RECORDS FOR THIS TASK:
-*-*-

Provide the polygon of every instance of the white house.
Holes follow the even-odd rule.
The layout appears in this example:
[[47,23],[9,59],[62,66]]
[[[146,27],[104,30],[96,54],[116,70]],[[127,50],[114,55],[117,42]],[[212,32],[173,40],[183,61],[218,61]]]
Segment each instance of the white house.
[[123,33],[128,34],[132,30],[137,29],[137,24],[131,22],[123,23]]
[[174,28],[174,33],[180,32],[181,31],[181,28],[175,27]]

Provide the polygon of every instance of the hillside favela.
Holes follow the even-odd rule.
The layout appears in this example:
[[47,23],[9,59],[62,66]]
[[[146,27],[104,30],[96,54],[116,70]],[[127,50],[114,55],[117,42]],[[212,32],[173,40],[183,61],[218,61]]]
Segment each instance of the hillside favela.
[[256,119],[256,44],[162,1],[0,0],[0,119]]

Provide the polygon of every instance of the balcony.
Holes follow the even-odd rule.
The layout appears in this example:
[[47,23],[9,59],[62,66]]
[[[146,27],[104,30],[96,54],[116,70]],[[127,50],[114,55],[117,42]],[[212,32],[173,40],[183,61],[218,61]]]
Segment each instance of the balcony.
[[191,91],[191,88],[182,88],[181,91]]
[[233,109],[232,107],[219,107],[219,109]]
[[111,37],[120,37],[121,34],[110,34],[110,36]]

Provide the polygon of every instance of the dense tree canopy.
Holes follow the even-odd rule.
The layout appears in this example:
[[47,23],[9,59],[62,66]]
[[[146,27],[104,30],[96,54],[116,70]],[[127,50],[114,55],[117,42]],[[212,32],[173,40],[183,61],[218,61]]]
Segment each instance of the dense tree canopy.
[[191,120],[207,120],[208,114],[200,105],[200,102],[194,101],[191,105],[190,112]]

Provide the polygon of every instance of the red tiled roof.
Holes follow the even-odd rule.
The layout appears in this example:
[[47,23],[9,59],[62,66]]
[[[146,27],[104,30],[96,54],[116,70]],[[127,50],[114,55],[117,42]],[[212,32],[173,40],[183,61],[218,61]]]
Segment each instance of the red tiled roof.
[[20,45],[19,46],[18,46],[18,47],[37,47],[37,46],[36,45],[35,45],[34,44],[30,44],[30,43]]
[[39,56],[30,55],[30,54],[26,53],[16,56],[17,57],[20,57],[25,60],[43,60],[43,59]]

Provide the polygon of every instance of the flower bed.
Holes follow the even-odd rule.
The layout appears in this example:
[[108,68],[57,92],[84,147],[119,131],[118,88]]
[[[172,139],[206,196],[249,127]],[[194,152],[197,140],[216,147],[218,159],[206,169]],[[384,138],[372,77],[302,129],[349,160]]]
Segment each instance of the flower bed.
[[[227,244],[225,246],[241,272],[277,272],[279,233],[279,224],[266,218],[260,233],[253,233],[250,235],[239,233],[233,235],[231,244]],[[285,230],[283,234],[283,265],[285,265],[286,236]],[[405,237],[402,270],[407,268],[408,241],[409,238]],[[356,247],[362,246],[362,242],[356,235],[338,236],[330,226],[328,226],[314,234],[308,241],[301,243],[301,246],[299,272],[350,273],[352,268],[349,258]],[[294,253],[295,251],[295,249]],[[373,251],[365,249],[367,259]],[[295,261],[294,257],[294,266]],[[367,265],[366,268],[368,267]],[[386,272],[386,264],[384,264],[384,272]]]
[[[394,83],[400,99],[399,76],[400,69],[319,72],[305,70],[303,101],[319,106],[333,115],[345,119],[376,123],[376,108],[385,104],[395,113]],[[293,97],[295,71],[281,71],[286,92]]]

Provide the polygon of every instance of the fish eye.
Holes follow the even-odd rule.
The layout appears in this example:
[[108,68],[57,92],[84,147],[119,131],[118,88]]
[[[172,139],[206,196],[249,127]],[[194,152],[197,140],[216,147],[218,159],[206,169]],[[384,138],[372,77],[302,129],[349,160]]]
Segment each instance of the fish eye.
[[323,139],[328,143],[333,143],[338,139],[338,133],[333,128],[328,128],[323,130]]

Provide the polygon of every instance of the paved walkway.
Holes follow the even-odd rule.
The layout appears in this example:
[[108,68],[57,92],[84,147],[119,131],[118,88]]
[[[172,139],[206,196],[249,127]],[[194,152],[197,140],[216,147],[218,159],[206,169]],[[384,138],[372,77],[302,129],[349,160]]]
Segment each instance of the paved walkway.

-*-*-

REQUIRED WORK:
Reproduce the material without alteration, starting at the line that contains "Provide the polygon of every instance of the hillside" and continuing through the line that contains "[[111,37],[120,37],[121,34],[110,34],[110,36]]". Include both of those lines.

THE RESPONSE:
Provide the polygon of every instance of the hillside favela.
Holes follow the even-odd rule.
The layout appears in this example:
[[47,23],[9,59],[62,66]]
[[[146,27],[104,30],[96,54],[116,70]],[[127,50],[114,55],[117,42]],[[212,32],[173,40],[183,61],[218,61]]]
Segment each instance of the hillside favela.
[[256,119],[256,44],[162,1],[0,0],[0,119]]

Provide the polygon of every instance of the balcony.
Holes follow the even-odd rule.
The layout appears in this example:
[[47,23],[9,59],[62,66]]
[[[146,27],[104,30],[96,54],[116,70]],[[127,50],[114,55],[117,42]],[[212,32],[173,40],[183,61],[218,61]]]
Segment each instance of the balcony.
[[191,91],[191,88],[182,88],[181,91]]
[[233,109],[232,107],[219,107],[219,109]]
[[111,37],[120,37],[121,34],[110,34],[110,36]]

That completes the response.